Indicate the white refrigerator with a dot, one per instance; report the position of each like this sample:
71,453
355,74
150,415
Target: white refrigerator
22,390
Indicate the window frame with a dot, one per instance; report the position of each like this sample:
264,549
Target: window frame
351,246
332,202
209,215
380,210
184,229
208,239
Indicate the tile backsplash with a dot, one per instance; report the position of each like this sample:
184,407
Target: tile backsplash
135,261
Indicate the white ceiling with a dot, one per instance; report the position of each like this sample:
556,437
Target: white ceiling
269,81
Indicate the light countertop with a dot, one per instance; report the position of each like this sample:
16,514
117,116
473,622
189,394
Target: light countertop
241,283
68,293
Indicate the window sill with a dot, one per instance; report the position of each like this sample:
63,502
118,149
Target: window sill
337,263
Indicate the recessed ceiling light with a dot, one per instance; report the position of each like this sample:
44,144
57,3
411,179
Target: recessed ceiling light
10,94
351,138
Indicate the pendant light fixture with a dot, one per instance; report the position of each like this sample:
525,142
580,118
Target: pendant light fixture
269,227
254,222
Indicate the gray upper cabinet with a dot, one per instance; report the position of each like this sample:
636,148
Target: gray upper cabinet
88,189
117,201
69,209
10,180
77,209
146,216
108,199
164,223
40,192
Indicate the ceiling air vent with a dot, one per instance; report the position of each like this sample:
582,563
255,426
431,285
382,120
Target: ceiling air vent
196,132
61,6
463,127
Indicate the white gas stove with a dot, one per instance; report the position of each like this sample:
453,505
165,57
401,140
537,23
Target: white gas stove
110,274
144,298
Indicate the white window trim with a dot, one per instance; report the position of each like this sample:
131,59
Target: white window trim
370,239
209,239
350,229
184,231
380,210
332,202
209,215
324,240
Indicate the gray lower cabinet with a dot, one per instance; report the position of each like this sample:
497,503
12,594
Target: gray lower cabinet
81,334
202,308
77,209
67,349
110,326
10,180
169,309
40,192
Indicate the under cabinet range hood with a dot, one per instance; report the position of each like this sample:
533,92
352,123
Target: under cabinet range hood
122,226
§
## STATED GOAL
Arrange every line of the data above into a Markdown table with the columns Row and Line, numbering the rows in order and leaving out any blank lines.

## ANSWER TO THE TASK
| Row | Line |
|---|---|
| 1 | Indicate the white refrigerator with a dot, one per instance; report the position of each like this sample: |
| 2 | 71,453 |
| 3 | 355,74 |
| 4 | 150,415 |
| 5 | Target: white refrigerator |
| 6 | 22,390 |
| 7 | Indicate the window frame with a dot, one per instance; report the position of each like this sample: |
| 8 | 264,549 |
| 9 | Target: window frame |
| 10 | 351,246 |
| 11 | 332,202 |
| 12 | 209,215 |
| 13 | 380,210 |
| 14 | 184,229 |
| 15 | 208,239 |
| 16 | Indicate the tile backsplash with a dot, one per instance; report the position of each like this sample: |
| 17 | 184,407 |
| 18 | Target: tile backsplash |
| 19 | 135,261 |
| 20 | Indicate the white ceiling with a dot, one per instance; report the position of each like this sample: |
| 21 | 556,437 |
| 22 | Target: white ceiling |
| 23 | 269,81 |
| 24 | Indicate the light countertop with a dot, one per instance; report the position of each like this sample: |
| 25 | 16,514 |
| 26 | 117,116 |
| 27 | 473,622 |
| 28 | 189,394 |
| 29 | Target: light countertop |
| 30 | 241,283 |
| 31 | 68,293 |
| 32 | Indicate the window sill with a dot, one per instance; report the position of each like this sample: |
| 33 | 63,502 |
| 34 | 118,149 |
| 35 | Target: window sill |
| 36 | 337,263 |
| 37 | Indicate the recessed ceiling light with a dot, one per instance; report the position of each like this sample: |
| 38 | 44,144 |
| 39 | 57,3 |
| 40 | 411,179 |
| 41 | Target: recessed ceiling light |
| 42 | 10,94 |
| 43 | 351,138 |
| 44 | Indicate the pendant light fixture with a dot, one per instance; report the position of each like this sample: |
| 45 | 525,142 |
| 46 | 580,118 |
| 47 | Target: pendant light fixture |
| 48 | 269,227 |
| 49 | 254,222 |
| 50 | Indicate the gray upper cabinet with a dot, one per instance; report the position of each like this sample: |
| 51 | 636,148 |
| 52 | Target: gray upper cabinet |
| 53 | 88,189 |
| 54 | 117,201 |
| 55 | 69,209 |
| 56 | 10,180 |
| 57 | 77,209 |
| 58 | 146,216 |
| 59 | 108,199 |
| 60 | 164,223 |
| 61 | 40,192 |
| 62 | Indicate the ceiling air vent with a dot, one per instance; report the position of each like this sample: |
| 63 | 582,563 |
| 64 | 255,426 |
| 65 | 431,285 |
| 66 | 382,120 |
| 67 | Target: ceiling air vent |
| 68 | 196,132 |
| 69 | 61,6 |
| 70 | 463,127 |
| 71 | Indicate the white gas stove with a dot, one per instance; report the position of each like this sample: |
| 72 | 453,505 |
| 73 | 165,57 |
| 74 | 401,140 |
| 75 | 537,23 |
| 76 | Target: white gas stove |
| 77 | 110,274 |
| 78 | 144,298 |
| 79 | Indicate the white window trim with a dot, one per instance; report the position of each like this sample: |
| 80 | 131,59 |
| 81 | Target: white window trim |
| 82 | 370,239 |
| 83 | 209,239 |
| 84 | 350,229 |
| 85 | 184,231 |
| 86 | 380,210 |
| 87 | 332,202 |
| 88 | 209,215 |
| 89 | 324,240 |
| 90 | Indicate the gray lower cabinet with a dot, one per instance; report the position of each like this sample: |
| 91 | 497,503 |
| 92 | 12,594 |
| 93 | Target: gray lower cabinet |
| 94 | 81,334 |
| 95 | 202,308 |
| 96 | 77,209 |
| 97 | 67,349 |
| 98 | 110,326 |
| 99 | 10,180 |
| 100 | 169,309 |
| 101 | 40,192 |
| 102 | Indicate the under cabinet range hood with a dot, one per instance; report the position of each like this sample: |
| 103 | 533,92 |
| 104 | 352,123 |
| 105 | Target: under cabinet range hood |
| 106 | 122,226 |